Breakfast rituals

My roots are more Irish than British (or more accurately English), but there’s a limit to what one can do with cabbage and potatoes. Which was pretty much the British attitude to treating my Irish ancestors with murderous contempt as a bunch of cabbages and potatoes during the Famine. But that is all forgotten now, as the Poms have done so much more since to piss off the Irish. :wink: :smiley:

Anyway, a great dish can be made by taking some mashed potato and adding shredded cabbage, bacon (or cooked corned beef), pepper, mace, and frying the lot in bacon fat and or butter and you have a very nice Colcannon.

It’s better if you saute small cubes of parboiled but cooled and dry potato rather than using mashed potato, and then add the other ingredients. It gives you a meal of identifiably different tastes and textures rather than a somewhat mushy oversized rissole, and with nice crispy bits of spud in it.

But if you are going to use mashed potato just mash the boiled spuds because if you try to fry mashed spuds after milk has been added you’ll never get them to brown properly as there is too much moisture in them.

Yes, those are the ones, except they are made sweet rather than plain.

The only ones I can find are McVities shortbread digestives with black currants. Couldn’t find a reasonable sized pic to post.

Ahahahaha!:cool:

P.S. If I can find some Vegemite, I’ll let you know my thoughts on it. I have seen Marmite for sale here, I’ll have a look see today on the way home from work.

FTG needs to let us know of what a German “first breakfast” consists, since we’re on the subject. Please?

There ain’t that much difference.

They’re both the sharp and salty concentrated residue of arcane industrial processes which previously were thrown out to poison the environment for future generations until someone persuaded humans they could eat it and, better still because of the added vitamin B, it was actually good for them.

If you don’t like Marmite you sure ain’t gonna like Vegemite.

If you like Marmite you might prefer it to Vegemite, or vice versa.

Navyson

Don’t put Marmite / Vegemite on in a thick layer like jam.

A thin smear is all you need on some buttered toast, at least until you acquire a taste for it.

A teaspoon (or tablespoon depending upon taste) of Marmite / Vegemite added to a gravy when cooking it really lifts it for red meats and a bit less for chicken, but it’s too strong for fish.

Cool, thanks!

What is American style bacon?

Are your pigs (or hogs / hawgs) anatomically different to those in the rest of the world?

Exercise objective:
Extend the breakfast rituals thread with another reply that picks up after its final question about pigs. The entries come from a separate source unrelated to the breakfast rituals thread.

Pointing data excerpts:
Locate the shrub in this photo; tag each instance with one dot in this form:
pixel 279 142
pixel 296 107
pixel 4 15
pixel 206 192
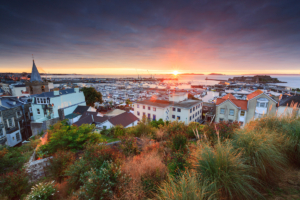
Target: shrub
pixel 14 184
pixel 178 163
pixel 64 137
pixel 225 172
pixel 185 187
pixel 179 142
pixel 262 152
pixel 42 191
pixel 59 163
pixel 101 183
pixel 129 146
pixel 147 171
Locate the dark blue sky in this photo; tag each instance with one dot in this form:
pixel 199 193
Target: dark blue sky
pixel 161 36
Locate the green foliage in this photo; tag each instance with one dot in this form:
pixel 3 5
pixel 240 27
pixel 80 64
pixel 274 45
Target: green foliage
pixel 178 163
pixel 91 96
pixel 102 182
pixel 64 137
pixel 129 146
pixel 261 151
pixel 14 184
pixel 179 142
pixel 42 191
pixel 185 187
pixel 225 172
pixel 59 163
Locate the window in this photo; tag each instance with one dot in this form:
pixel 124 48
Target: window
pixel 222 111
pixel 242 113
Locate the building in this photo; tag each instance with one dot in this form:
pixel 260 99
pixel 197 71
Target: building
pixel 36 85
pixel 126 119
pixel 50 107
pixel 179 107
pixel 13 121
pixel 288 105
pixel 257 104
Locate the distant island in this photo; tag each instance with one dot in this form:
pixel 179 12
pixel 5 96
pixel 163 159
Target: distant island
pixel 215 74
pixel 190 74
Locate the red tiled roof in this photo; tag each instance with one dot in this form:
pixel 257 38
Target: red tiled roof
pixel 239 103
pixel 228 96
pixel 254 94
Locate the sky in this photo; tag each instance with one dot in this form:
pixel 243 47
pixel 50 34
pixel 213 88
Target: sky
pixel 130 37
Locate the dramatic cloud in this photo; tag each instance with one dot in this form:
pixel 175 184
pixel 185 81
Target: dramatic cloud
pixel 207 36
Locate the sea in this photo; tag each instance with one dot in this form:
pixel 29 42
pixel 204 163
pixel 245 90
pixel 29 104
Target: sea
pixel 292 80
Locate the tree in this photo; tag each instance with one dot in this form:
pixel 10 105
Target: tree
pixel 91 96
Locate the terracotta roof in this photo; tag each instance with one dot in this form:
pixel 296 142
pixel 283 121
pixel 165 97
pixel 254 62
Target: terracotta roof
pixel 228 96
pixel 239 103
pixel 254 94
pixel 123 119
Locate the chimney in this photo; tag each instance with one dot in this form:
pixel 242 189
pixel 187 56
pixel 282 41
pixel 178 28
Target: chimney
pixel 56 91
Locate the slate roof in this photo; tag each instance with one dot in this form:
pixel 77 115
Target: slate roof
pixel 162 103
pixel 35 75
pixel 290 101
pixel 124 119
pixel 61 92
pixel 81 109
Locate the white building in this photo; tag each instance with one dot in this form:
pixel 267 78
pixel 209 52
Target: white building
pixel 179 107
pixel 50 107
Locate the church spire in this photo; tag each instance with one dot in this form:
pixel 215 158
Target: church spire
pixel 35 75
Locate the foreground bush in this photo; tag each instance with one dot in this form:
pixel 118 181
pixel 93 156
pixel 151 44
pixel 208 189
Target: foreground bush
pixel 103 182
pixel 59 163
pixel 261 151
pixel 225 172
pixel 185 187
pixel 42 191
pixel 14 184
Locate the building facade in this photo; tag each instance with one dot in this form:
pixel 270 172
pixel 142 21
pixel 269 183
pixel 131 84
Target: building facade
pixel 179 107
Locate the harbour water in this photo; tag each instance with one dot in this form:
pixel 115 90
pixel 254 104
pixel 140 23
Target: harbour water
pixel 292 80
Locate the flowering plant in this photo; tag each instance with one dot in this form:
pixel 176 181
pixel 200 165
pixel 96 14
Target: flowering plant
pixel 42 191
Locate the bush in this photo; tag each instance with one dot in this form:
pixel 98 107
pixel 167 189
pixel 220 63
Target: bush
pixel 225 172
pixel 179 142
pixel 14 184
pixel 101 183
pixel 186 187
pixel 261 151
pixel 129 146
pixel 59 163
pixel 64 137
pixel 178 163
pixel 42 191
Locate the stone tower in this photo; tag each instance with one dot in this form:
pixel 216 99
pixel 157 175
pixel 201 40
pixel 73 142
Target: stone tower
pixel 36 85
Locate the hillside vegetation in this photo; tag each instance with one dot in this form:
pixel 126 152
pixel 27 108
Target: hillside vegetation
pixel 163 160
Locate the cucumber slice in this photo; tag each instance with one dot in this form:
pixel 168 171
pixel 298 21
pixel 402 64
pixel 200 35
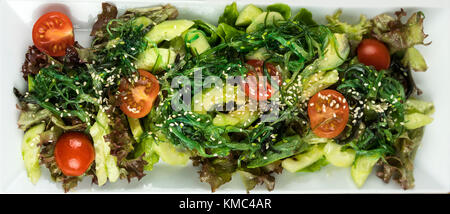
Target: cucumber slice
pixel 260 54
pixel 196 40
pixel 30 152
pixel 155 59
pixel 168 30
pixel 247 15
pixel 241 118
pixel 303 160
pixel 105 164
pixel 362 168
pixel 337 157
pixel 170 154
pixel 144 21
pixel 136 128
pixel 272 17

Output of the exercise:
They’d better be, and they’d better be huge, because as far as I’m concerned a measly two slices of the bacon we’re used to isn’t even worth getting out of bed for.

I wouldn’t even think about shifting myself for anything less than half a dozen middle rashers, rind off, because they shrink down to about a third of the original amount of bacon which is about two rashers which I wouldn’t get out of bed for …

On reflection, I need about a dozen middle rashers just to make me think about getting up.

  1. None of them are toothless, although one lacks teeth in a convenient arrangement.

  2. You may have confused ‘mountain women’ with ‘mountin’ women’.

  3. I’d retire rather than face that ravening crew.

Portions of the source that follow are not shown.